> The request
In the passage below on technology and efficiency, rewrite the stretch from "But who’s in" through "who’s actually benefiting?" so that "these tools" becomes "these apps" everywhere it occurs.

> Source text
[Begin]

An AI Agent that can do your shopping for you (or, maybe one day, your job). Driver-less Waymo cars that take you to work. A notetaking app that can attend multiple meetings for you at the same time. These days, it can seem like our obsession with using technology to be more efficient (whatever that really means) has reached a fever pitch.
But who’s in control here? The humans using these tools, or the tech itself?
And when we use these tools to become more productive, who’s actually benefiting?
Ten years ago, media theorist Douglas Rushkoff (who you might remember from our episode on the escapist fantasies of Silicon Valley oligarchs) published a book called Program or Be Programmed: 10 Commands for the Digital Age, an examination of how the internet was going to reconfigure the daily fabric of our existence. His discussion of the various affordances of digital technology and how they were poised to transform reality in their own image wasn’t just prescient (think: how digital technologies are biased, away from the local and towards the universal, and how the digital realm is biased towards the discrete – that is, leaving out the things we haven’t yet chosen or noticed, and forcing choices when none need to be made). It was a plea for everyday internet users to become more literate in the ways that digital technologies were “programming” us, so we could learn how to take back control.

[End]

> Recorded data
[Begin]

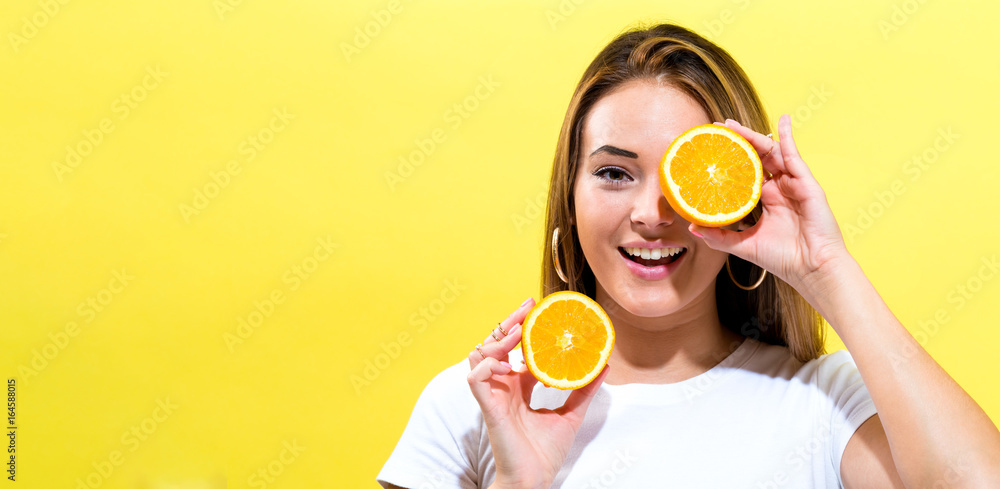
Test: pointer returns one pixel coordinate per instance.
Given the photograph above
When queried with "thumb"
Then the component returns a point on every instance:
(579, 400)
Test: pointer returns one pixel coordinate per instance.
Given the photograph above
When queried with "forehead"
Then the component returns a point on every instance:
(642, 116)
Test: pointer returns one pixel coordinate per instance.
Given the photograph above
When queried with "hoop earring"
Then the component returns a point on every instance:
(763, 273)
(555, 256)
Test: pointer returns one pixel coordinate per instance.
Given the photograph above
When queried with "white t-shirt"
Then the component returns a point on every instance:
(758, 419)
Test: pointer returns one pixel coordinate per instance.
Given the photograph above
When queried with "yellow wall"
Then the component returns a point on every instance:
(122, 290)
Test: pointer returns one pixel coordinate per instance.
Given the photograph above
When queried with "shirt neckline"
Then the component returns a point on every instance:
(686, 390)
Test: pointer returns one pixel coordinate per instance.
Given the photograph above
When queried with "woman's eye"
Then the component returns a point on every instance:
(613, 174)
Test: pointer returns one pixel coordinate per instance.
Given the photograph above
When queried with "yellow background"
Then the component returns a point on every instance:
(893, 74)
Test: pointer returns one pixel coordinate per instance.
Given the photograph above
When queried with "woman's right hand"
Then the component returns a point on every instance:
(529, 446)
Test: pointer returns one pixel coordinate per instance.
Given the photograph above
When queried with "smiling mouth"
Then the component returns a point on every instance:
(652, 257)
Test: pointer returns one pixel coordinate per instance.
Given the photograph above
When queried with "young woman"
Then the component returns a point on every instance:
(718, 376)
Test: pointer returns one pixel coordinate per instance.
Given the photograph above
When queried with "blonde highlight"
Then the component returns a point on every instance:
(774, 312)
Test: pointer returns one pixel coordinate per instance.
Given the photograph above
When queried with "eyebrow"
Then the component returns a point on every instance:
(607, 148)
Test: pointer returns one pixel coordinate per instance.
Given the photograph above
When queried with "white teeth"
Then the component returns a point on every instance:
(653, 253)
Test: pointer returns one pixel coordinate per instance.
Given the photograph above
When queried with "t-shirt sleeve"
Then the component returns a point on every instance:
(440, 445)
(850, 402)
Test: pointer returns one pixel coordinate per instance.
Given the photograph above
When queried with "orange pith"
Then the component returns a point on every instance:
(566, 340)
(711, 176)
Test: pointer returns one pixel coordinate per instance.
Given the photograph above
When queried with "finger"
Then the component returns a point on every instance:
(764, 145)
(497, 349)
(789, 151)
(579, 400)
(479, 379)
(516, 317)
(528, 382)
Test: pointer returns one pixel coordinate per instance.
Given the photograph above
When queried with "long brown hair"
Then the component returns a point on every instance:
(774, 312)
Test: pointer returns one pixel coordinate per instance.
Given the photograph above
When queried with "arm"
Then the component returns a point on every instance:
(927, 428)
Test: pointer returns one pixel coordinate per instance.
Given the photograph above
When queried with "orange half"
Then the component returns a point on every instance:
(566, 340)
(711, 175)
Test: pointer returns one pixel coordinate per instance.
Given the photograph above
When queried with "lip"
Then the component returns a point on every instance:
(651, 245)
(658, 272)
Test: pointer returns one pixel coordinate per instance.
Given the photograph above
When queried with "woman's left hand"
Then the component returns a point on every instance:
(797, 234)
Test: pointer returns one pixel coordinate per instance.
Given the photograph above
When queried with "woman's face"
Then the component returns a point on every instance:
(619, 208)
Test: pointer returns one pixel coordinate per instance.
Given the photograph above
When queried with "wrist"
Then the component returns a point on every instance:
(825, 285)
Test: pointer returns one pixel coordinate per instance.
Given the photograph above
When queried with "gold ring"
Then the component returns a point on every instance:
(772, 146)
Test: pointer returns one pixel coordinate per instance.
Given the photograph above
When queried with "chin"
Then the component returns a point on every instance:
(647, 304)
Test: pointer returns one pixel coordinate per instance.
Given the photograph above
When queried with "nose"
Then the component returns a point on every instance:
(651, 208)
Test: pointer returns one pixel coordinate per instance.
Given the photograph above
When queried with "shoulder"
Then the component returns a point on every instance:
(828, 371)
(449, 391)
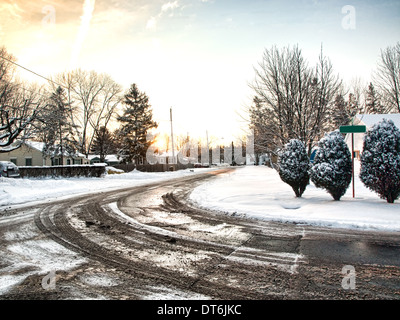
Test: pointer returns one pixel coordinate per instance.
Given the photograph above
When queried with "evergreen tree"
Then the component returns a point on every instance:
(136, 122)
(380, 160)
(332, 167)
(294, 166)
(104, 143)
(56, 128)
(372, 104)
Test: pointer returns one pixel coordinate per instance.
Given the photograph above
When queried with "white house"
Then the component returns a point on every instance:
(31, 154)
(368, 120)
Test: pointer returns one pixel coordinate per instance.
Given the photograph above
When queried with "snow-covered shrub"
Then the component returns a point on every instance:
(380, 160)
(332, 167)
(294, 166)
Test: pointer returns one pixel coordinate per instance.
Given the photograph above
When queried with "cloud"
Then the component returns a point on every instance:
(169, 6)
(88, 8)
(166, 7)
(151, 23)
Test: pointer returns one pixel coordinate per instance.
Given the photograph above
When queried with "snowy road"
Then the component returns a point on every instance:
(149, 242)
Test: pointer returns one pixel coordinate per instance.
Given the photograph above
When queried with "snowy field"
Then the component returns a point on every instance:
(252, 191)
(21, 191)
(258, 192)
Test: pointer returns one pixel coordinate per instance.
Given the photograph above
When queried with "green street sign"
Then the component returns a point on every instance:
(353, 129)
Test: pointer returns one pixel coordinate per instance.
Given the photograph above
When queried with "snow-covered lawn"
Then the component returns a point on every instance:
(258, 192)
(21, 191)
(252, 191)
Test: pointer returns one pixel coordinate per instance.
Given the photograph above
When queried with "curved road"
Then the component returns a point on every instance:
(150, 242)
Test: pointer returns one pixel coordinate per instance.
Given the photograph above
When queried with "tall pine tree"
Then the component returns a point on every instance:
(103, 143)
(56, 127)
(136, 121)
(380, 160)
(372, 103)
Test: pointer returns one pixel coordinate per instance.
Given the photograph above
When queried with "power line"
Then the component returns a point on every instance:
(37, 74)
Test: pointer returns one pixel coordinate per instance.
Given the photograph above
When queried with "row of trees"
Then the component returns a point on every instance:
(73, 113)
(296, 101)
(332, 165)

[End]

> Result for this exercise
But who’s in control here? The humans using these apps, or the tech itself?
And when we use these apps to become more productive, who’s actually benefiting?